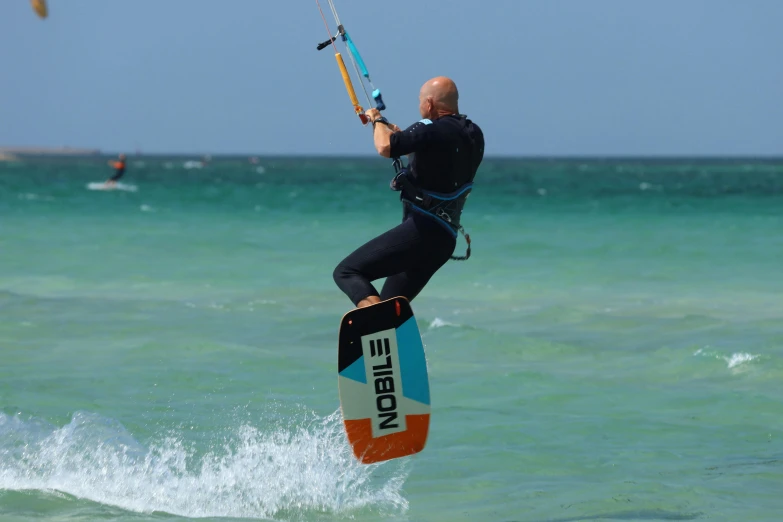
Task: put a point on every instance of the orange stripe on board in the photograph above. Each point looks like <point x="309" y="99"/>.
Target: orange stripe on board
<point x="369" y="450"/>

==

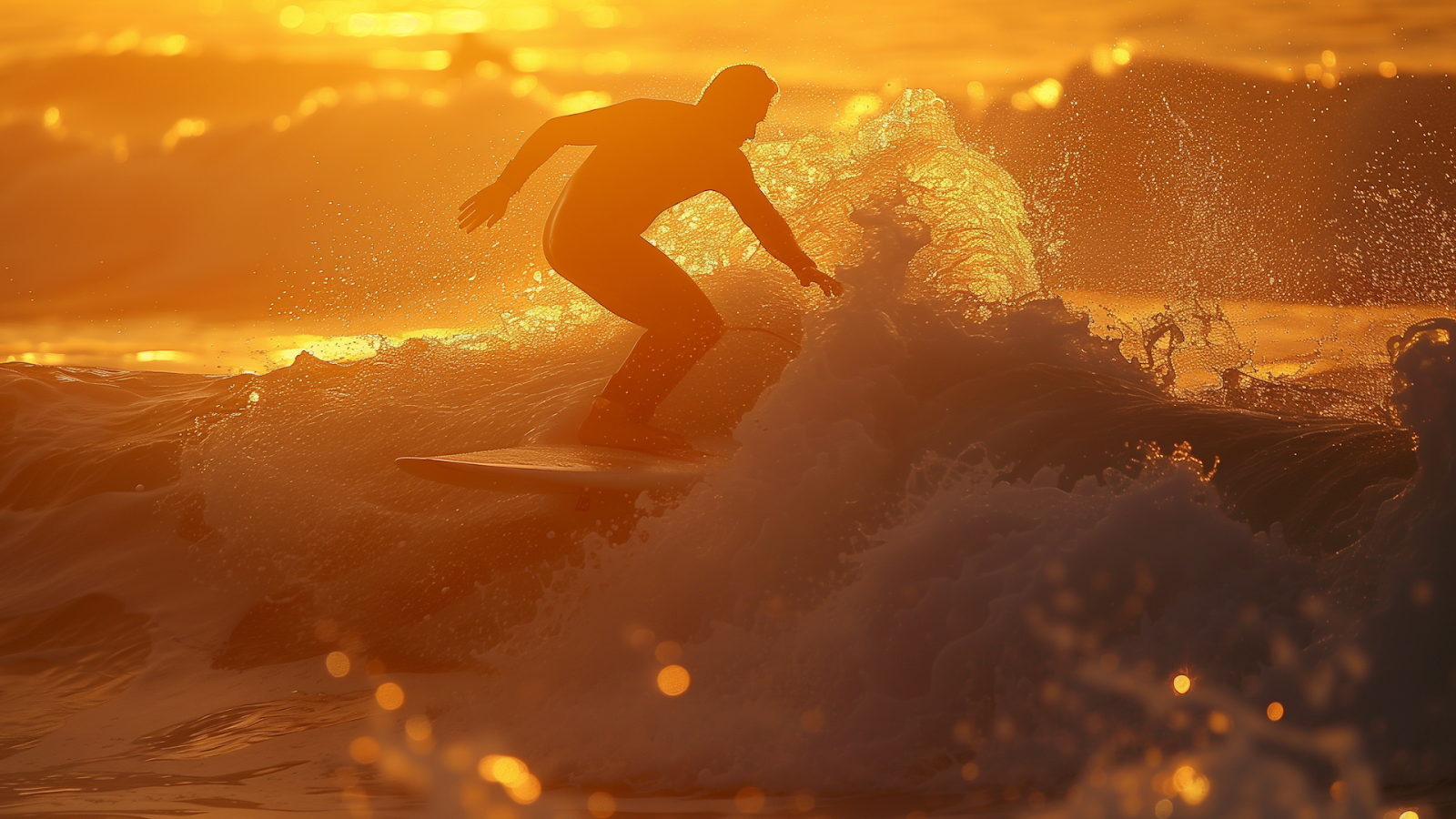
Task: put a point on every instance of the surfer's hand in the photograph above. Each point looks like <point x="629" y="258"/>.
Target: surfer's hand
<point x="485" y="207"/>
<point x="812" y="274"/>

### Exercise instructions
If a line in the records above holds the string "photograph", copy it.

### Worked solution
Task: put a point on every instance of the orange stripe on board in the photograph above. Each point looks like <point x="309" y="99"/>.
Task: put a point on every instance of the surfer's hand in the photograph above. Each point looks like <point x="629" y="258"/>.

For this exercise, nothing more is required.